*Exercise instructions*:
Gather the lines below that include the string "green", copying each in full.
====== Extracted records
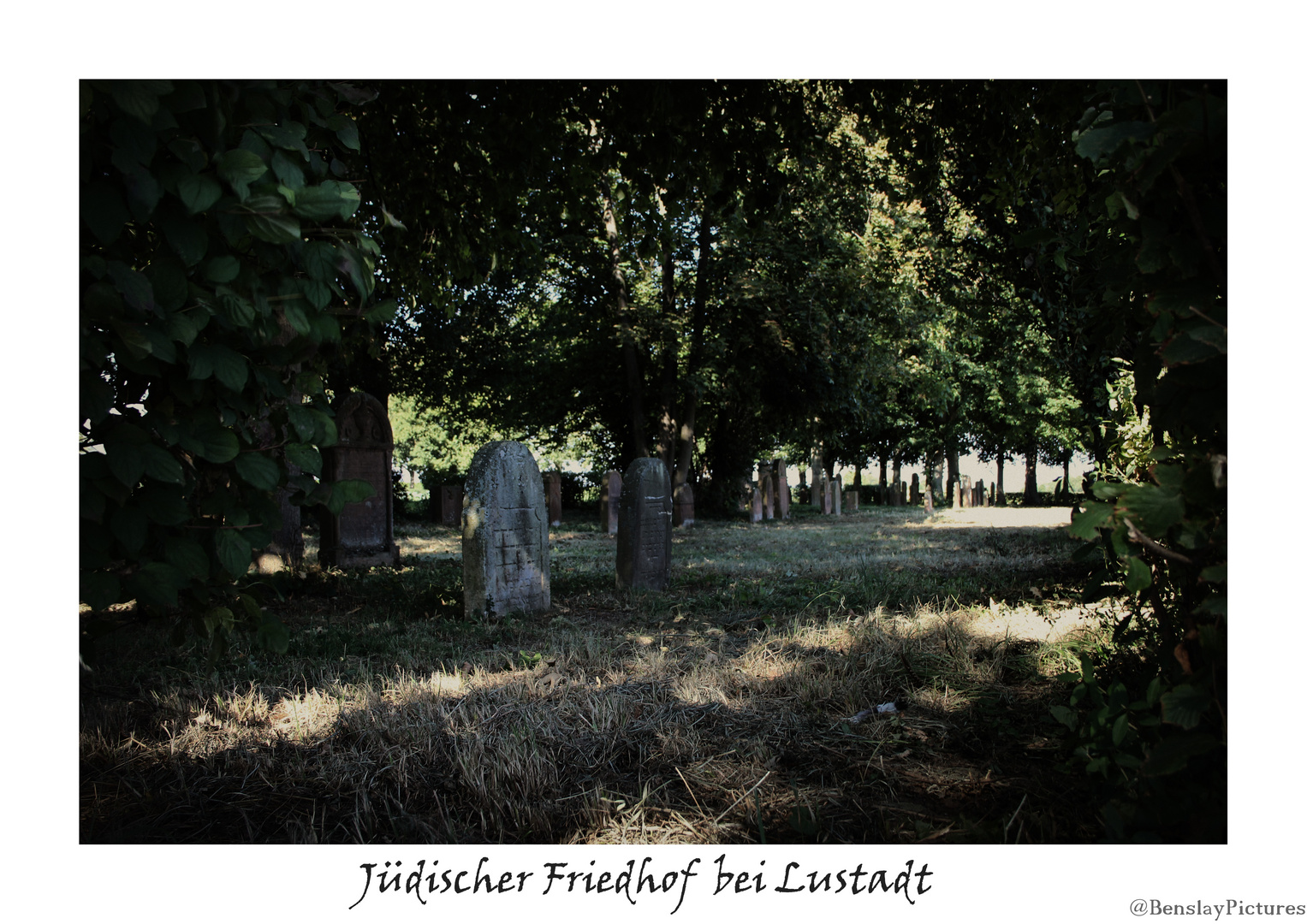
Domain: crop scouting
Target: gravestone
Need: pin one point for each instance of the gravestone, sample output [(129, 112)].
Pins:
[(682, 506), (505, 534), (609, 495), (451, 505), (645, 527), (769, 493), (555, 497), (364, 532)]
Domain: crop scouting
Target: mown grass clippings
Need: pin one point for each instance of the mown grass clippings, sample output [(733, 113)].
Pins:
[(737, 708)]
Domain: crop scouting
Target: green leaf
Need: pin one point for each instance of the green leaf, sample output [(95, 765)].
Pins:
[(140, 98), (223, 268), (350, 490), (1086, 523), (1138, 575), (126, 462), (240, 169), (1108, 490), (1099, 143), (218, 617), (305, 458), (136, 289), (1066, 716), (1185, 705), (199, 192), (157, 583), (1153, 508), (129, 528), (325, 202), (1173, 753), (104, 212), (98, 589), (215, 443), (258, 471), (188, 557), (272, 634), (218, 361), (233, 550)]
============
*Completed task*:
Target: green leaf
Need: pin one point for each instance of the green leaf, sample output [(95, 765)].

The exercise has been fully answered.